▶ **ACTION ITEM**
From the entries below, copy every line that holds the word "strip".

Excerpts from a dataset:
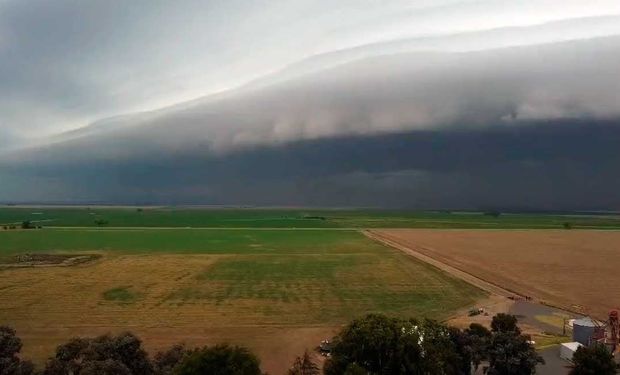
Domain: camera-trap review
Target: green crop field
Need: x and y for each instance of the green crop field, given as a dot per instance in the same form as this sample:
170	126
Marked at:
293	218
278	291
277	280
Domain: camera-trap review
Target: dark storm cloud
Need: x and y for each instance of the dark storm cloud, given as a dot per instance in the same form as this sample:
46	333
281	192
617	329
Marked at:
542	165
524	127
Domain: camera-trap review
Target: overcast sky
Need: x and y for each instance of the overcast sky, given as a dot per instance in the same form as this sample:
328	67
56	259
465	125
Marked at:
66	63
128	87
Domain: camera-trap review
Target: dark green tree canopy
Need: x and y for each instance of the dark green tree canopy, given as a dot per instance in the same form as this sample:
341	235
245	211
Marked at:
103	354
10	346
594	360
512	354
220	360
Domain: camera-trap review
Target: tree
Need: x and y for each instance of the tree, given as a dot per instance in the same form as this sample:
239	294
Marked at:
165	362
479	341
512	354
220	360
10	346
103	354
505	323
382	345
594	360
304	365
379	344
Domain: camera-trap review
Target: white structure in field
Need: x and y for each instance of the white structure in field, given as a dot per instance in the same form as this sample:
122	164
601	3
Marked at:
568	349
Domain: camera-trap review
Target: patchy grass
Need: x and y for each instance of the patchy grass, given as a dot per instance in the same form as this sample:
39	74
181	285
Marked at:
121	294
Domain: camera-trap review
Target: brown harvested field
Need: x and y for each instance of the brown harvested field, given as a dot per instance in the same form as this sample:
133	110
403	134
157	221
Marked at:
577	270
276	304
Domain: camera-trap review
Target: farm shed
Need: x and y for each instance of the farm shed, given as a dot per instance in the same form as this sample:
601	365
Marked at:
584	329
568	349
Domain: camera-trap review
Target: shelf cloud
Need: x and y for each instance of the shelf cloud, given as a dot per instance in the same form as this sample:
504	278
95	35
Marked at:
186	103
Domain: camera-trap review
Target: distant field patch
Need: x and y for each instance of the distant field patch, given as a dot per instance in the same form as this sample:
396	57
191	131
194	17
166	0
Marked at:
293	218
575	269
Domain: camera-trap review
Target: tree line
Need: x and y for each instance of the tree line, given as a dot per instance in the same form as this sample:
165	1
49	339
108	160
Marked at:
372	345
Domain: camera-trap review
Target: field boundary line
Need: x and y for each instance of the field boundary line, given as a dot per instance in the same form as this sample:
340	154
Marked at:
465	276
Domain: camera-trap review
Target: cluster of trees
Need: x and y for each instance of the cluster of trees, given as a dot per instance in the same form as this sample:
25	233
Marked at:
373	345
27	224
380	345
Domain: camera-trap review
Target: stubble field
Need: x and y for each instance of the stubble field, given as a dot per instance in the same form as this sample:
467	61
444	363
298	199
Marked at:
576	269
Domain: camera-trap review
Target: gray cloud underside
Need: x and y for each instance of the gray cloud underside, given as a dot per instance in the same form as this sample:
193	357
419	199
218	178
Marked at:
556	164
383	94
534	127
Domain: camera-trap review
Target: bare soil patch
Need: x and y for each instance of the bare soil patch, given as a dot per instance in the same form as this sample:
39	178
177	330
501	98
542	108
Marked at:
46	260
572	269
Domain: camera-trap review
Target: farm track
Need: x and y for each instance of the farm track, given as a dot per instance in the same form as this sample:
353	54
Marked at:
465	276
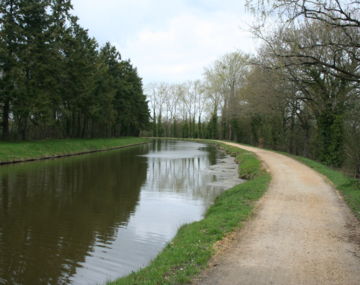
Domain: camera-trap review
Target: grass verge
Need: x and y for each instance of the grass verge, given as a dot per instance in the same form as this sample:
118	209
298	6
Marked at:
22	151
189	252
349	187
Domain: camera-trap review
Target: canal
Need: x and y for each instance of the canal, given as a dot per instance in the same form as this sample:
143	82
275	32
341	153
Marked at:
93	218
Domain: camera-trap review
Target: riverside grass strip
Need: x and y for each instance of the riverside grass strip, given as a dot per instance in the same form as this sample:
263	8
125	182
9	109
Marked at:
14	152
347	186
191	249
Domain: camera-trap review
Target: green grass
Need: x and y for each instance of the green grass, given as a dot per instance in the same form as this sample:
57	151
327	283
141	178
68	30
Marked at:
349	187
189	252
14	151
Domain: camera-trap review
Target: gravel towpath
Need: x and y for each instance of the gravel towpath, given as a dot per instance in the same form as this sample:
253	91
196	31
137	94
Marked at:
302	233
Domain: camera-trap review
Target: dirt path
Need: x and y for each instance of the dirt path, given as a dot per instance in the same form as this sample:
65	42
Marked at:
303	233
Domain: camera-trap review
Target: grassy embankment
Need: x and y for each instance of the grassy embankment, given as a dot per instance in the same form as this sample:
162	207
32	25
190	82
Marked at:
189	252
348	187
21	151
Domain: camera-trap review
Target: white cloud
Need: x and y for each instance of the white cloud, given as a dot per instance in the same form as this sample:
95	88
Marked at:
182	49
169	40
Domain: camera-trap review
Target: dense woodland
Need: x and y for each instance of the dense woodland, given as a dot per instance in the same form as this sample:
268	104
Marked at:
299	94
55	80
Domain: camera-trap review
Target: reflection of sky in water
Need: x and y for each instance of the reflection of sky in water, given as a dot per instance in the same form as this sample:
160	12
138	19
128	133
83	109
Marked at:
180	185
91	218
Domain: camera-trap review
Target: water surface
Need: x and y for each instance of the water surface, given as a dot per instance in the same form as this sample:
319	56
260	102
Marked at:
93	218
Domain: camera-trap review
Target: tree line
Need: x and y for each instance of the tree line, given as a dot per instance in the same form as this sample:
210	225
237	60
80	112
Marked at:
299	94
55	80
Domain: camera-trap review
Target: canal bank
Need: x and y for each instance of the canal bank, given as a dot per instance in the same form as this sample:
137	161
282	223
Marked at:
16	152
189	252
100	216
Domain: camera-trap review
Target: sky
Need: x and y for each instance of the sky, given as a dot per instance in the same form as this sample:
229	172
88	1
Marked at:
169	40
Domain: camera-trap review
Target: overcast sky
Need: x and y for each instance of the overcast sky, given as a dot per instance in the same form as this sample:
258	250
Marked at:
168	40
---
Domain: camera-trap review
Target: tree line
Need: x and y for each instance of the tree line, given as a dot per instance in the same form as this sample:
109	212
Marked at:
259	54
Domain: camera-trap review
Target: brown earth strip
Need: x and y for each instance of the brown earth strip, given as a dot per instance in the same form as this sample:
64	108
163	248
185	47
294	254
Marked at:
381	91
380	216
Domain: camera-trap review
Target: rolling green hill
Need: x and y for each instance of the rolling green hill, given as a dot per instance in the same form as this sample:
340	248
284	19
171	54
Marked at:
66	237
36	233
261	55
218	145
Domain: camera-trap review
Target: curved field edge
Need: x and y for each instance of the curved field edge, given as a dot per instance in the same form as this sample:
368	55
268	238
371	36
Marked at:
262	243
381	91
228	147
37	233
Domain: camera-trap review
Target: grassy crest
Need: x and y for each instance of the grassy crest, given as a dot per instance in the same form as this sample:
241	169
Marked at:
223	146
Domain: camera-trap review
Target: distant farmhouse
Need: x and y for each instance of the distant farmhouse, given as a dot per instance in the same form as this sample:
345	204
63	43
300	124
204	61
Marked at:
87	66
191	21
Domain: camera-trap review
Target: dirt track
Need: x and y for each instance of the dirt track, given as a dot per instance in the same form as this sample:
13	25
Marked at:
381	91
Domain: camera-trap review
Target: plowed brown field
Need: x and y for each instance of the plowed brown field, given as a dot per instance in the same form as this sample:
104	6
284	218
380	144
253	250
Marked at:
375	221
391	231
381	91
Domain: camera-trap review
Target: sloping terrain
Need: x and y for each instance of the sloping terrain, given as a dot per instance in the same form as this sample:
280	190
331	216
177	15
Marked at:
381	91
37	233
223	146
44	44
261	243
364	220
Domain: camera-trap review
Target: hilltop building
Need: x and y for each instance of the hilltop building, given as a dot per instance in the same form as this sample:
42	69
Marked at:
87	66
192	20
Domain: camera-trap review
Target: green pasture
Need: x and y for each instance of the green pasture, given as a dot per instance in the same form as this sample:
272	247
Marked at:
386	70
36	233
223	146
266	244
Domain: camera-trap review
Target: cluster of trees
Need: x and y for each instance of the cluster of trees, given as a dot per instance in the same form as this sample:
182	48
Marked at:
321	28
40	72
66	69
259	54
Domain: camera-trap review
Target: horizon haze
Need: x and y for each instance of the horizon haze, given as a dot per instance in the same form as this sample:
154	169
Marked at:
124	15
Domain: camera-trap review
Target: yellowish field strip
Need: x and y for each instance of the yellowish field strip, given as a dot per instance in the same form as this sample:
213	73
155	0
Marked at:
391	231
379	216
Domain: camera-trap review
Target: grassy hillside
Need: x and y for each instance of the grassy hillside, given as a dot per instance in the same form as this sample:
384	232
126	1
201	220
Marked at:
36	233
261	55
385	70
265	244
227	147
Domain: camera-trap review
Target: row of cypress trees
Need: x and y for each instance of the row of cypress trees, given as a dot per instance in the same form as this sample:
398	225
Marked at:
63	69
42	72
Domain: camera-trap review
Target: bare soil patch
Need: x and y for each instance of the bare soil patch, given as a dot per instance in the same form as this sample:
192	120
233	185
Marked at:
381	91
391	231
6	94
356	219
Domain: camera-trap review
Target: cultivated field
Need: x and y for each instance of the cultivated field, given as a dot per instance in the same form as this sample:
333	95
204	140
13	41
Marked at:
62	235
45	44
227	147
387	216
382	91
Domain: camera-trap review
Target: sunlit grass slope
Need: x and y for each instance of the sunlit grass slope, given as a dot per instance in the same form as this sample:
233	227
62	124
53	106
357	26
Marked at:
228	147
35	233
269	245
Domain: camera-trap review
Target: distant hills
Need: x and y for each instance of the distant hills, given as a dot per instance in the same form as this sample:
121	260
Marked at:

▶ **WRITTEN ANSWER**
Target: riverside grass strip
Need: x and y for each instance of the riverside grass strip, given as a dot per instance in the same form as this sample:
Target: brown earth strip
Need: x and y for each instance of the brown earth strip, given as a dot per instance in the same form as this sample:
Target: yellowish field strip
Need: x and y for each instance of the yellowish field strip, given as a dot per instance in the same form as this sample:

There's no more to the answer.